_PROBLEM STATEMENT:_ Every record below should be printed exactly, except for the pictures.

MATERIALS PROVIDED Block Start

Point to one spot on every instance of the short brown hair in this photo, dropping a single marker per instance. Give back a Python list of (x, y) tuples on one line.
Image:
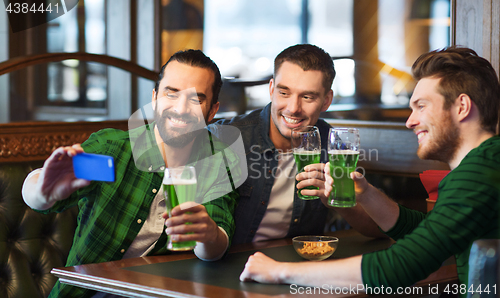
[(195, 58), (308, 57), (461, 70)]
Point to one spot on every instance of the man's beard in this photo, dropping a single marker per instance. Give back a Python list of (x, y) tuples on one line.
[(177, 137), (445, 142)]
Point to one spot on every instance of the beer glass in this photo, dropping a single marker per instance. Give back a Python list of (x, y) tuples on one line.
[(343, 153), (306, 146), (179, 186)]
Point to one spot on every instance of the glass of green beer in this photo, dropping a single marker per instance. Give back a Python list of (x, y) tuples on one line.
[(306, 146), (343, 153), (179, 186)]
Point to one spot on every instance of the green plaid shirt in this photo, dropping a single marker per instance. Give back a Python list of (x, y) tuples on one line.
[(111, 214)]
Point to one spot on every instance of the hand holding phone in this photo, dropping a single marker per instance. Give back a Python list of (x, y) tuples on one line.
[(96, 167)]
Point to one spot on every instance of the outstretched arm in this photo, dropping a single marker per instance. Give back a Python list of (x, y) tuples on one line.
[(56, 180), (340, 273)]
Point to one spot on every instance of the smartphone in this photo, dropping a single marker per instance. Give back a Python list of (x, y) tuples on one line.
[(96, 167)]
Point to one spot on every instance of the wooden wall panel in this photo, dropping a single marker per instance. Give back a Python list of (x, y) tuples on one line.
[(30, 141), (477, 26)]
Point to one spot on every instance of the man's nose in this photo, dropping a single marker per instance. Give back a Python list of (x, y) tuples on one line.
[(412, 121), (182, 105), (294, 105)]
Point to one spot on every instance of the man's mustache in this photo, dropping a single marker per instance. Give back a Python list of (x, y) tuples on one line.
[(186, 117)]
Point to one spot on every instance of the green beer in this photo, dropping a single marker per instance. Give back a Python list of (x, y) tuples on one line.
[(302, 159), (175, 193), (342, 164)]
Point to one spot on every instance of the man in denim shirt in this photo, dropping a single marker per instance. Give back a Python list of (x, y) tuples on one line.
[(269, 207)]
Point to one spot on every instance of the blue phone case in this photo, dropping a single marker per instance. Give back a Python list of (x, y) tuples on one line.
[(94, 167)]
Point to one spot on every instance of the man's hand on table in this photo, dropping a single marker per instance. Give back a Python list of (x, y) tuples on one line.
[(263, 269)]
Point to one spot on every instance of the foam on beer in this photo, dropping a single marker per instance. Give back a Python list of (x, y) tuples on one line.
[(343, 152), (174, 181), (304, 151)]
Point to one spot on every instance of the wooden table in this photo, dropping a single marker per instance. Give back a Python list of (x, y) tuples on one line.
[(183, 275)]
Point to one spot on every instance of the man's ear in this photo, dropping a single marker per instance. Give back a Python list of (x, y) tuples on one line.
[(271, 88), (213, 110), (328, 100), (464, 106), (153, 99)]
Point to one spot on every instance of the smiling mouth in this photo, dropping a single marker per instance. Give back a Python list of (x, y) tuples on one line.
[(291, 120), (178, 122)]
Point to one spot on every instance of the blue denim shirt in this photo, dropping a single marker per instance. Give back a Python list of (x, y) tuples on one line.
[(308, 216)]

MATERIALS PROVIDED Block End

_ANSWER TO THIS PROBLEM:_
Point to one spot on every instance of the short brown hair in this photo, dropping a single marker per instance. Give back a Python list of (x, y) tuples on one line.
Image:
[(195, 58), (308, 57), (461, 70)]
Point to one spot on every instance of the man's beard in this photo, dropping a single marker per instance. Give back a Python list of (x, y) tuples on one line.
[(177, 137), (445, 142)]
Point to one spot on every instance of the beer glass in this photo, dropping a single marker per instance. Give back a Python list of (x, y) tuples on one line.
[(343, 153), (306, 146), (179, 186)]
Point to one spot on every instance of the glass of green beer in this photo, dropping a single marker per instance. Give back a Python list of (x, y) tuples on one line.
[(306, 146), (343, 153), (179, 186)]
Point to one spot on every instance of the green plaid shirt in this photo, dropping a single marker per instance. Give back a Python list of (x, y) tuples on one line.
[(111, 214)]
Point to one spot on every instance of the hand holding phone in this photo, dropping a single marker per instance. Give back a Python list of (x, y) tuples on one line.
[(96, 167)]
Point to one spot on every instance of the outstretched arm in this photo, dropping a single marker per instance. Give back a Python list of (x, y) tuples on one line.
[(56, 180), (340, 273)]
Point to one spot on every instance of the smartphone in this photo, dropping a single marker per instance. Give back a Python list of (x, y) tuples on one line.
[(96, 167)]
Point to one spot on every instance of the wooden wall panel in this photo, dropping a single marker per instance. Give back a Python list of (x, y) tuples on one line.
[(30, 141), (477, 26)]
Point to one spot on every instance of the man's nose in this photo, dropping a single marker per instance. Give back a Python list of (x, y) tuples on one line.
[(412, 121), (182, 105), (294, 105)]
Point to one spot on every instance of the man's mustache in this photo, dropping a single marker per instance. Give back a Python list of (x, y) tuples on one line.
[(186, 117)]
Point to one spot on every instance of the green beer in this photo, dropping a single marker per instance. Give back a Python list of (x, y) tuples on one line.
[(302, 159), (175, 193), (342, 164)]
Point to one spot on every instance of the man in denim shirt in this photo, dropping a single marker per instance. Give back a Python list of (x, y) tuples on one line.
[(269, 207)]
Point to one spot on every instance of the blue phone case in this photo, dropping a single marker per instance. Give back a Python list of (x, y) tuples on one line.
[(94, 167)]
Point to one spot on every instance of the man's hand on table in this photo, dropping a single marker per instance. Give back a Python list of (x, y) tuples on one line.
[(263, 269)]
Point to one spot on every instance of the foam on beer in this photo, dropping a single marker per instance. Give back a Python list of (x, y) tuples on one line.
[(343, 152), (174, 181), (304, 151)]
Point to one spot on every instance of the wooden table in this photo, dropping a single marker per instance. Give back a Python list of (x, y) tuples on one line.
[(183, 275)]
Point to one spot on every instance of the man's ear in this photo, dropping a single marker per instance. Give back a Python list of (x, y) tuples on one line.
[(271, 88), (213, 110), (328, 100), (464, 106), (153, 99)]
Point to one spot on every instance of the smiling mouth in this photo, dropping a single marker per instance. Give back a Python list of (x, y) tuples on one line.
[(291, 120), (178, 122)]
Point to one spot on every instance of the blue denim shirt in this photo, dropping a single marker per instance. Give back a Python list of (x, y) tuples on one line.
[(308, 216)]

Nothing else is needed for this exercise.